## What is required
Extract the text of each entry below exactly, leaving every image behind.

## Provided information

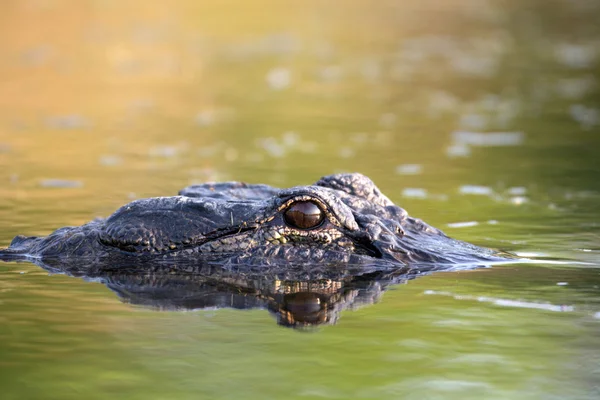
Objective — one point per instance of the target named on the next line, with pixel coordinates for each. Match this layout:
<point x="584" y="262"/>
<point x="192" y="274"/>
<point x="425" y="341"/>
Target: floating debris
<point x="346" y="152"/>
<point x="490" y="139"/>
<point x="331" y="73"/>
<point x="458" y="150"/>
<point x="272" y="147"/>
<point x="164" y="151"/>
<point x="416" y="193"/>
<point x="205" y="118"/>
<point x="518" y="200"/>
<point x="576" y="55"/>
<point x="60" y="183"/>
<point x="409" y="169"/>
<point x="517" y="191"/>
<point x="476" y="190"/>
<point x="387" y="120"/>
<point x="279" y="78"/>
<point x="68" y="122"/>
<point x="111" y="161"/>
<point x="586" y="117"/>
<point x="505" y="302"/>
<point x="465" y="224"/>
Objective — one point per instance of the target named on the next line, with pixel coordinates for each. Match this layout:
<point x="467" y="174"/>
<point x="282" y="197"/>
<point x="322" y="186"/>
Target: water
<point x="480" y="118"/>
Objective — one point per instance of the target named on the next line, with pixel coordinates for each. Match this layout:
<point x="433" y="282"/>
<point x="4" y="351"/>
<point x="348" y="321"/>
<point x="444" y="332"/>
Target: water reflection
<point x="299" y="297"/>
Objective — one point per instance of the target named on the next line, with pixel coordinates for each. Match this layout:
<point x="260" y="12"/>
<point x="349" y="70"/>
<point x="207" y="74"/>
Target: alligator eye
<point x="303" y="215"/>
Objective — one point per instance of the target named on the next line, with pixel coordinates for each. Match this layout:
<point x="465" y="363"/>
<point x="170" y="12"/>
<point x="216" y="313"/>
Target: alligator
<point x="342" y="219"/>
<point x="303" y="253"/>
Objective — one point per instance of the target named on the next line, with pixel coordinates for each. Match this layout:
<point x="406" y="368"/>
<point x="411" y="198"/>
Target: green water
<point x="128" y="100"/>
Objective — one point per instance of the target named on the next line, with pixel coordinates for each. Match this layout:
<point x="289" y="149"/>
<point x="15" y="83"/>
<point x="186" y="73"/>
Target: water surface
<point x="482" y="118"/>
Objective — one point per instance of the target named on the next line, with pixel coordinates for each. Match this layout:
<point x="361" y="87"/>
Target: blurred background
<point x="480" y="116"/>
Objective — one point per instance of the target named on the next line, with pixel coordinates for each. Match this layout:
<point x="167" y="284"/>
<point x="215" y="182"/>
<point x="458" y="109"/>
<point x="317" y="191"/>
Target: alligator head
<point x="341" y="219"/>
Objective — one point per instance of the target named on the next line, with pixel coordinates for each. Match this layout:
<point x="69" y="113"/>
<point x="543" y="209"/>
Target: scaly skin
<point x="244" y="225"/>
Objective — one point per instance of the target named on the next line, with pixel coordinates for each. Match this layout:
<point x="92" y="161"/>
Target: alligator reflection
<point x="301" y="297"/>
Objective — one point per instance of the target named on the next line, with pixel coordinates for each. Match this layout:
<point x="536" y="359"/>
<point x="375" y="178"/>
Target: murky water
<point x="482" y="118"/>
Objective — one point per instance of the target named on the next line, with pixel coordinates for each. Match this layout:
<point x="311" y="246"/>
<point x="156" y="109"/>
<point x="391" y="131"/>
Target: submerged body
<point x="342" y="218"/>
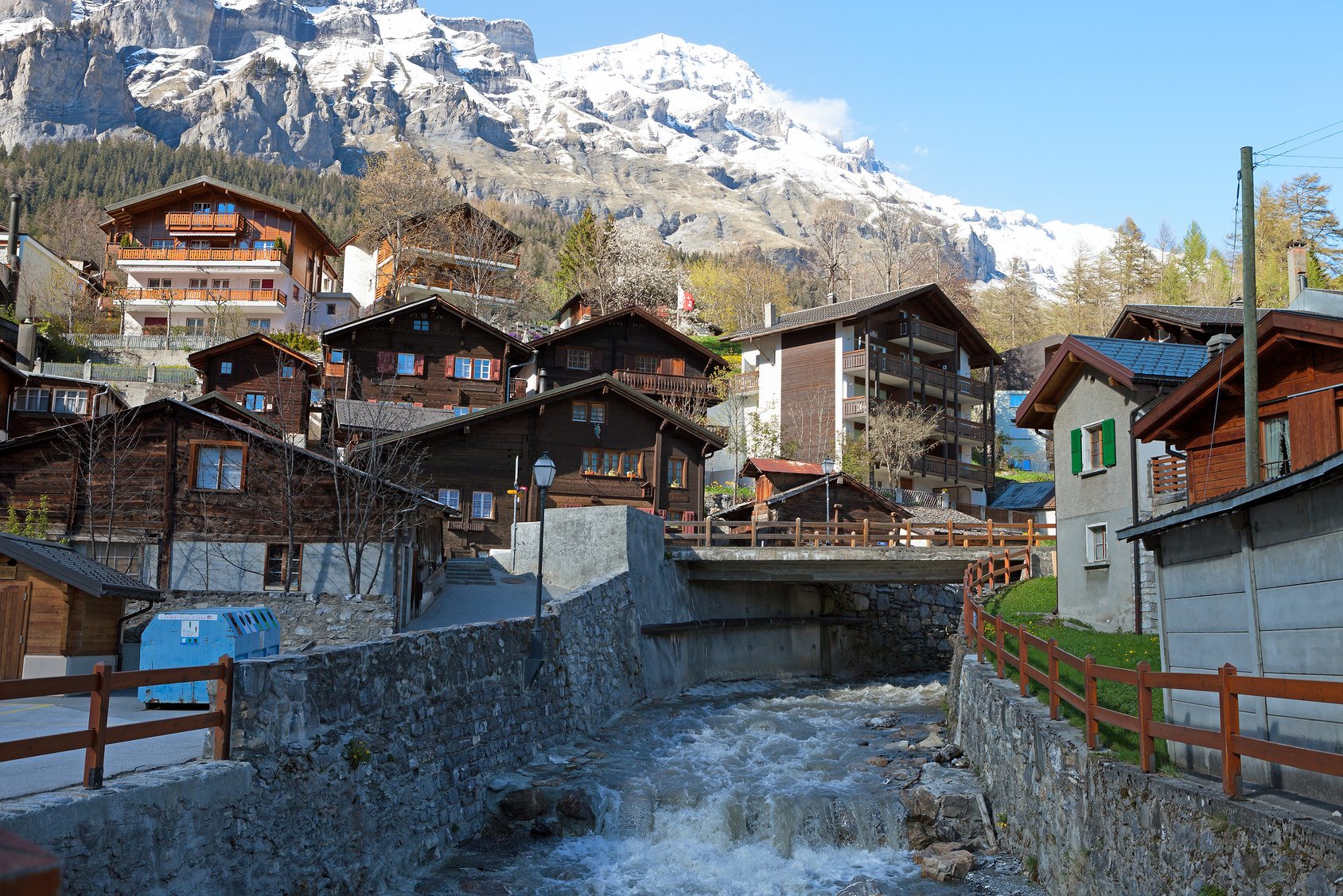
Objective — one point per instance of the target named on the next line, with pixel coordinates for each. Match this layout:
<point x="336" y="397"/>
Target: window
<point x="578" y="359"/>
<point x="1278" y="446"/>
<point x="219" y="466"/>
<point x="1096" y="543"/>
<point x="70" y="402"/>
<point x="284" y="566"/>
<point x="31" y="399"/>
<point x="1093" y="448"/>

## Reply
Objective — one point per instance of the target named on the next line, with pixel coordinates for each. Match this layout:
<point x="584" y="262"/>
<point x="192" y="274"/>
<point x="425" y="341"/>
Target: floating debris
<point x="346" y="152"/>
<point x="490" y="139"/>
<point x="331" y="73"/>
<point x="458" y="150"/>
<point x="272" y="147"/>
<point x="164" y="151"/>
<point x="416" y="193"/>
<point x="205" y="118"/>
<point x="518" y="200"/>
<point x="576" y="55"/>
<point x="60" y="183"/>
<point x="409" y="169"/>
<point x="517" y="191"/>
<point x="476" y="190"/>
<point x="387" y="120"/>
<point x="279" y="78"/>
<point x="68" y="122"/>
<point x="111" y="161"/>
<point x="586" y="117"/>
<point x="505" y="302"/>
<point x="465" y="224"/>
Objective — one point per instance of the target named on the next line, with pixel coordinates for each. Match this layout:
<point x="467" y="174"/>
<point x="282" y="197"/>
<point x="322" y="186"/>
Target: water
<point x="480" y="118"/>
Objective — one point per instance of the target named on the next line, with pixel coordinates for each. Match this layout:
<point x="433" y="282"/>
<point x="4" y="351"/>
<point x="348" y="321"/>
<point x="444" y="332"/>
Target: water reflection
<point x="299" y="297"/>
Objective — one point per instance of the target named on the next line, with pixel coordinates for each. Match this layout:
<point x="260" y="12"/>
<point x="349" y="70"/>
<point x="207" y="74"/>
Target: alligator eye
<point x="303" y="215"/>
Objective — one point per instance of the target named on the next line, with pixel coordinates for each. Match this layout:
<point x="465" y="363"/>
<point x="170" y="12"/>
<point x="216" y="313"/>
Target: alligator
<point x="342" y="219"/>
<point x="303" y="253"/>
Objective — one point per instance of the target named on the next line, with pixel coordinates for each. Match this layout:
<point x="406" y="368"/>
<point x="411" y="198"/>
Target: green water
<point x="128" y="100"/>
Objective — one point per instance of the target named on the next line, with pixel coordinates for each. Match this layout:
<point x="289" y="149"/>
<point x="15" y="83"/>
<point x="186" y="73"/>
Target: water surface
<point x="482" y="118"/>
Objective — one point per instance of the target named on the next line, with pixel coordinates for each. Match this layout:
<point x="361" y="87"/>
Target: blurred background
<point x="480" y="116"/>
Objective — one point per instance of the target named on the next line, with pixel coordinates for each. Match this layout:
<point x="167" y="284"/>
<point x="215" y="182"/>
<point x="458" y="109"/>
<point x="317" y="191"/>
Target: alligator head
<point x="341" y="219"/>
Objective — one point per instance of the target named on the next line, with pixel coordinates for each. Match this layout:
<point x="69" y="113"/>
<point x="543" y="209"/>
Target: scaly skin
<point x="244" y="225"/>
Objective — one point per instance of the target named on the next line, with pixel coordinates for each. Match this layout:
<point x="92" y="161"/>
Target: alligator reflection
<point x="301" y="297"/>
Objective — one point per instance of the target named on the next line, with pixel coordinates for each. Match this layout:
<point x="536" y="359"/>
<point x="375" y="178"/>
Target: murky water
<point x="482" y="118"/>
Objective — one point per instance of the target named on the next line, with pixel coordinates for each. Match this layout:
<point x="311" y="246"/>
<point x="156" y="109"/>
<point x="391" y="131"/>
Target: submerged body
<point x="342" y="218"/>
Objective — one point per instance of the target named on the next line, with pixel coordinates for each. Match this layout:
<point x="336" y="397"/>
Target: window
<point x="578" y="359"/>
<point x="1278" y="446"/>
<point x="219" y="466"/>
<point x="1096" y="543"/>
<point x="70" y="402"/>
<point x="284" y="566"/>
<point x="31" y="399"/>
<point x="1093" y="448"/>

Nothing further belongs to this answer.